# To be done
Find the line containing "of the shop". Reproduce it and every line after it up to the end of the records, exactly as written.

* BEGIN *

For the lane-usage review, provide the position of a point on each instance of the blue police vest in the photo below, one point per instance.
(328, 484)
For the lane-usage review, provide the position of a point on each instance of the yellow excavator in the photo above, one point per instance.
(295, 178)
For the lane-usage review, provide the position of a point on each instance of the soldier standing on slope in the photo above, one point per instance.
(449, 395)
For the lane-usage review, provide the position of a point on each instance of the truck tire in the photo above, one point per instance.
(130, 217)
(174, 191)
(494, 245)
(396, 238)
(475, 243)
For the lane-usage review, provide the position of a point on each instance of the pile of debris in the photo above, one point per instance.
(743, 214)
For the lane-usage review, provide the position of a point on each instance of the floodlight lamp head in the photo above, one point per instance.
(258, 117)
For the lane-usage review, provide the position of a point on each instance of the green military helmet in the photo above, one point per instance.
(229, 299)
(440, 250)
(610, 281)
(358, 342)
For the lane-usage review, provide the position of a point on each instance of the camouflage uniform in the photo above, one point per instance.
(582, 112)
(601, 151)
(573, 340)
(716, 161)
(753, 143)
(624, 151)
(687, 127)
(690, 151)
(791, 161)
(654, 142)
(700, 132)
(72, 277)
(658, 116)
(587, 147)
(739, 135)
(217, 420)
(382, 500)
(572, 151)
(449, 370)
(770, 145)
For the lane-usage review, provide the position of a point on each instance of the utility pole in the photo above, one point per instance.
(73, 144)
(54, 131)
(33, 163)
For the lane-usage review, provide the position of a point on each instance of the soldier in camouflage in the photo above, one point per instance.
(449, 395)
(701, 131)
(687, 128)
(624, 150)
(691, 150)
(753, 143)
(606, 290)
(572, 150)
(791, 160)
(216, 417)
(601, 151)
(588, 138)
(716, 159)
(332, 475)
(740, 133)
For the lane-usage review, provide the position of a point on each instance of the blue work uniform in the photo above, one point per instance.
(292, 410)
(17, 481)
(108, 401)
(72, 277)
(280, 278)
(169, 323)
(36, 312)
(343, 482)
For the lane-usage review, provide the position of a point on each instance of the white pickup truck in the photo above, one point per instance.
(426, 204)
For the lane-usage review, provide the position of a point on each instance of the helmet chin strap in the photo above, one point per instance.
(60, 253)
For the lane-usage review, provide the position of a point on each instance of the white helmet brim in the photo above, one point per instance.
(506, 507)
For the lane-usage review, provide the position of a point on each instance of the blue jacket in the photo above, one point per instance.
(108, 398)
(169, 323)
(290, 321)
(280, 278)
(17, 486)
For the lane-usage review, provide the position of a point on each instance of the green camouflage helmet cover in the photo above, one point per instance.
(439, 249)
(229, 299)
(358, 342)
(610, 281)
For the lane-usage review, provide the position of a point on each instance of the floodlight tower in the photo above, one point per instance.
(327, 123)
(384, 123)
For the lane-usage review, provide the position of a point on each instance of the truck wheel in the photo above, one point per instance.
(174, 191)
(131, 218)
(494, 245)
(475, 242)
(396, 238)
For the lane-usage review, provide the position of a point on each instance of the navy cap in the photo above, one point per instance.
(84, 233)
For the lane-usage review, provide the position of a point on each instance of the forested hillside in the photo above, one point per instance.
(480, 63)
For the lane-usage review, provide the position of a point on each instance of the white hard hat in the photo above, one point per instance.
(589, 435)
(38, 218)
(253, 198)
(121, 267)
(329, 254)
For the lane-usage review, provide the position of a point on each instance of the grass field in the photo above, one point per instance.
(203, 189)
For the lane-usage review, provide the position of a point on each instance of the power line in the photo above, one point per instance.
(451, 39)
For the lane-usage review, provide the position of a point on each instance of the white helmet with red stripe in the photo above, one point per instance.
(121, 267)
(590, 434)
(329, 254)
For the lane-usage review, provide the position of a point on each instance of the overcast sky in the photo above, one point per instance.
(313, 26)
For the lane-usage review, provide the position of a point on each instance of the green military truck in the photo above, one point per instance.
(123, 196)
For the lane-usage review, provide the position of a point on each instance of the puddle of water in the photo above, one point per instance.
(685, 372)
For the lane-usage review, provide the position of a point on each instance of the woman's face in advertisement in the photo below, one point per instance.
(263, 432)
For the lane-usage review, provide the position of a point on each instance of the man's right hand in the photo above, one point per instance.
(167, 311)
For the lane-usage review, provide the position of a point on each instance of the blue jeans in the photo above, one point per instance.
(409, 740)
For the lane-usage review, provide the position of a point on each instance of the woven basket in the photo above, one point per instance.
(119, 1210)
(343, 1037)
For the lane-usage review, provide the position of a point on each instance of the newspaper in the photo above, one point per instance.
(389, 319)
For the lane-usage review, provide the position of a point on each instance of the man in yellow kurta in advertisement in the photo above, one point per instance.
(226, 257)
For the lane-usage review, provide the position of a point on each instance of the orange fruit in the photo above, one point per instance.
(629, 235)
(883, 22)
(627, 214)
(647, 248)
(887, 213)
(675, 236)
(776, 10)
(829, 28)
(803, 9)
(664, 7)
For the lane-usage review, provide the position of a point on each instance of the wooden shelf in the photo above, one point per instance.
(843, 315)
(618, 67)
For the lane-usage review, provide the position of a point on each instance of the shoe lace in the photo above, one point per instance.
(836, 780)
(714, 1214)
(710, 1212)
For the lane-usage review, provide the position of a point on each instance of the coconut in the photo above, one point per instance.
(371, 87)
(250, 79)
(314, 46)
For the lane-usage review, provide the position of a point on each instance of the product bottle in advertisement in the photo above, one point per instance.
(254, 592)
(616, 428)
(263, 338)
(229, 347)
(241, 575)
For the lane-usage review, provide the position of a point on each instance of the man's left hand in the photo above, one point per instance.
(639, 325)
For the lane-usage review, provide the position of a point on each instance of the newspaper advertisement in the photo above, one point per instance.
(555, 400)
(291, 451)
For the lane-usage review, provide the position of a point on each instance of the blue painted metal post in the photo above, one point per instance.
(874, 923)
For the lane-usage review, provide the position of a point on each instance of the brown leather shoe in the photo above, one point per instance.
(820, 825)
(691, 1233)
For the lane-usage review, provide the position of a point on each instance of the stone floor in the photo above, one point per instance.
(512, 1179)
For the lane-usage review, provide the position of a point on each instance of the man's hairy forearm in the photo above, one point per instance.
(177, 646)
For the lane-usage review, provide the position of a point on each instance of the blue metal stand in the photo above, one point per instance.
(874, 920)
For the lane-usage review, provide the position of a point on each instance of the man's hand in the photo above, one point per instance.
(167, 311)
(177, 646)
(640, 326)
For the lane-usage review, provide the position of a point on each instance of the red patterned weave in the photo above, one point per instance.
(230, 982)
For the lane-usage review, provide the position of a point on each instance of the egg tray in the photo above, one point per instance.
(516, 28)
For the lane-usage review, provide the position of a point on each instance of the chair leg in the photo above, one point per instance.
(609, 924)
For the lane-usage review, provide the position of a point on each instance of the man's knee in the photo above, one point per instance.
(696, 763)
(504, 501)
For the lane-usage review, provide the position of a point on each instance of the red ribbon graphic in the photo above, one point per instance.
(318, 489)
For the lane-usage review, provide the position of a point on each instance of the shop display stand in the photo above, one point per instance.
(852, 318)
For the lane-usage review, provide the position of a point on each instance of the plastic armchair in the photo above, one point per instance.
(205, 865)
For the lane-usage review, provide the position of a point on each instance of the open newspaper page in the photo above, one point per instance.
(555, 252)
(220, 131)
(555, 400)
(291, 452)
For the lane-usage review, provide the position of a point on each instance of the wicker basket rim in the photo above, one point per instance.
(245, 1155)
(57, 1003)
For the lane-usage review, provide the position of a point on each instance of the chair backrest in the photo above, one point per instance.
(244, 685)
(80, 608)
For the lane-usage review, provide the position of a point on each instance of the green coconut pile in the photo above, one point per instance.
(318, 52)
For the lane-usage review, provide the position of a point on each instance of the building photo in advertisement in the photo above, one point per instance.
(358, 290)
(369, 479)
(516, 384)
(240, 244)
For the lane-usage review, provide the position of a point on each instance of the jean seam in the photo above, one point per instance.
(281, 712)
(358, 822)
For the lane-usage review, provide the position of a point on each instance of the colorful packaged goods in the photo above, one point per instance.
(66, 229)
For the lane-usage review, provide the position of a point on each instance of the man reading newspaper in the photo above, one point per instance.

* END *

# Reply
For the lane-usage review, provide the position of a point on each instance of the shop display stand in the photo above, one point per instance.
(852, 318)
For the lane-usage review, provide the position of a point on each instance of the plastic armchair in the photo above, one point per instance.
(205, 865)
For the lane-usage review, provide the position of a point on each instance of the open newspaper page in the photo above, one point per instance.
(555, 252)
(220, 131)
(555, 400)
(291, 452)
For the lane-usage review, provide the position of a point on each instance of the wicker basket rim in the photo above, one point per instance.
(245, 1155)
(57, 1003)
For the lane-usage review, provide the position of a point on each instance of the chair backrest in the photo above, one point per instance.
(244, 685)
(80, 608)
For the lane-usage review, provide the position of a point on each instance of the green coconut pile in the photo above, one point per instance.
(318, 52)
For the lane-usage review, provide the position of a point on each instance of the building photo in advertisement in the photo above, one point per instance.
(358, 290)
(369, 479)
(516, 384)
(240, 244)
For the lane-usage review, provide the position of a point on each instance of the jean seam in the photo above, one point per instance.
(281, 712)
(358, 822)
For the lane-usage review, provide the position of a point on each instance of the colorful packaged goods in the photo above, one point per instance.
(66, 229)
For the lane-usage review, provide the position of a point on each instance of the man reading newspaper in the photo above, one point per instance.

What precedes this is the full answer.